## START Material

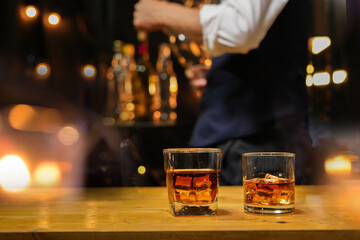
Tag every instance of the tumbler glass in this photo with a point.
(269, 182)
(192, 179)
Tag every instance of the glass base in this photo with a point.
(179, 209)
(271, 210)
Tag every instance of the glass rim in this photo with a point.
(192, 150)
(268, 154)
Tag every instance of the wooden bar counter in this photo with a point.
(322, 212)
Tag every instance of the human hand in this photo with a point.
(197, 76)
(147, 15)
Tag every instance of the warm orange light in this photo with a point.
(47, 174)
(319, 44)
(32, 118)
(31, 11)
(54, 19)
(310, 69)
(141, 170)
(156, 115)
(130, 107)
(321, 78)
(173, 116)
(68, 135)
(207, 62)
(88, 71)
(14, 175)
(173, 88)
(339, 165)
(309, 80)
(42, 70)
(339, 76)
(194, 48)
(21, 115)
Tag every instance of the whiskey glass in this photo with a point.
(269, 182)
(192, 180)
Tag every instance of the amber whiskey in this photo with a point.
(269, 192)
(193, 190)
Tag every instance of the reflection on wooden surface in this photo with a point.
(322, 212)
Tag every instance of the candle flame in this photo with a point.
(339, 165)
(14, 175)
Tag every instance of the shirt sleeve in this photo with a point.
(237, 26)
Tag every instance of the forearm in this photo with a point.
(181, 20)
(152, 15)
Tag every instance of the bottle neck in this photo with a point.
(143, 51)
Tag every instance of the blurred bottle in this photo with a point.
(112, 109)
(145, 71)
(166, 87)
(132, 93)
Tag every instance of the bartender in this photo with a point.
(255, 95)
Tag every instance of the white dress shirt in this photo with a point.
(237, 26)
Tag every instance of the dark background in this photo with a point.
(85, 36)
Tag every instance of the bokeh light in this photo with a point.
(88, 71)
(141, 170)
(31, 11)
(14, 175)
(321, 79)
(339, 76)
(309, 80)
(319, 44)
(339, 165)
(42, 70)
(54, 19)
(68, 135)
(47, 174)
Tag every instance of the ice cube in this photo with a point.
(182, 189)
(203, 189)
(183, 182)
(271, 178)
(202, 183)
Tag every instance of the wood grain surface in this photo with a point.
(322, 212)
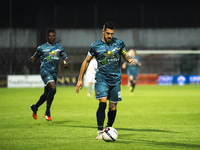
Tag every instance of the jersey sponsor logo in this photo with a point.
(124, 52)
(52, 54)
(109, 54)
(119, 94)
(103, 50)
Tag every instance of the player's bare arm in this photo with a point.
(32, 59)
(84, 67)
(128, 59)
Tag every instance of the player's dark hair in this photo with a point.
(108, 25)
(50, 30)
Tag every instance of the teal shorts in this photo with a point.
(102, 89)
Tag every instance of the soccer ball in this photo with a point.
(109, 134)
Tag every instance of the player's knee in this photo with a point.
(112, 106)
(102, 105)
(52, 91)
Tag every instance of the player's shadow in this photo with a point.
(145, 130)
(171, 144)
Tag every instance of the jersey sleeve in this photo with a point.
(38, 52)
(123, 49)
(91, 52)
(62, 53)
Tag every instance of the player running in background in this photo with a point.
(107, 52)
(132, 71)
(49, 54)
(90, 75)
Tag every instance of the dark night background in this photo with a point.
(93, 14)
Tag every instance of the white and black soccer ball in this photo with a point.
(109, 134)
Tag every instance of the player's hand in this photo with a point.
(79, 85)
(32, 59)
(131, 61)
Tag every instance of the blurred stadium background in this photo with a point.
(165, 33)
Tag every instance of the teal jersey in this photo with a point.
(133, 70)
(108, 56)
(49, 56)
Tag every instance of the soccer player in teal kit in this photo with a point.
(49, 54)
(107, 52)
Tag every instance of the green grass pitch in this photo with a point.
(153, 118)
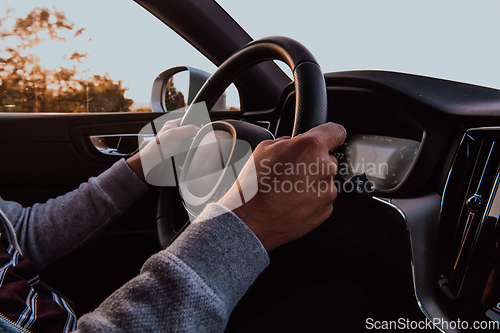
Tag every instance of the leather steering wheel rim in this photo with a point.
(311, 107)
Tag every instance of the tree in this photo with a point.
(28, 86)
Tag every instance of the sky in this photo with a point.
(455, 40)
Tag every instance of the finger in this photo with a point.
(331, 134)
(282, 138)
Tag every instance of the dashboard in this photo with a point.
(406, 133)
(384, 160)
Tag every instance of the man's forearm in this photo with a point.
(192, 286)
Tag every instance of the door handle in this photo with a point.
(123, 145)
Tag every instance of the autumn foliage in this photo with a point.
(26, 85)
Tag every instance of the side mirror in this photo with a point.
(176, 87)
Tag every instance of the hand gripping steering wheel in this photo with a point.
(310, 111)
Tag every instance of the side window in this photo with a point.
(91, 56)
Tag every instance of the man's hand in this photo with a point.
(169, 139)
(296, 185)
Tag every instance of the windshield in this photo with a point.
(455, 40)
(98, 48)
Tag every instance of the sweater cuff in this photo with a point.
(223, 251)
(121, 184)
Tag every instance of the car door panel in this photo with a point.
(64, 158)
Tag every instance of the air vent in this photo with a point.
(468, 225)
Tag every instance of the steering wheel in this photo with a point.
(310, 111)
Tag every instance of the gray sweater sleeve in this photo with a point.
(192, 286)
(48, 231)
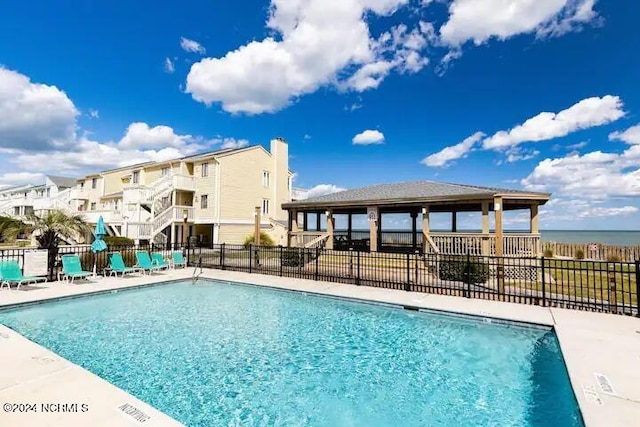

## END Material

Pick out every line of the material above that contains the word "wheel", treating uppercase and lowercase letters as distinct.

Tag every instance of the leather steering wheel rim in this photo with a point.
Tag every instance of the hand gripping steering wheel in this photo with a point.
Tag every instance of the steering wheel in this photo with a point.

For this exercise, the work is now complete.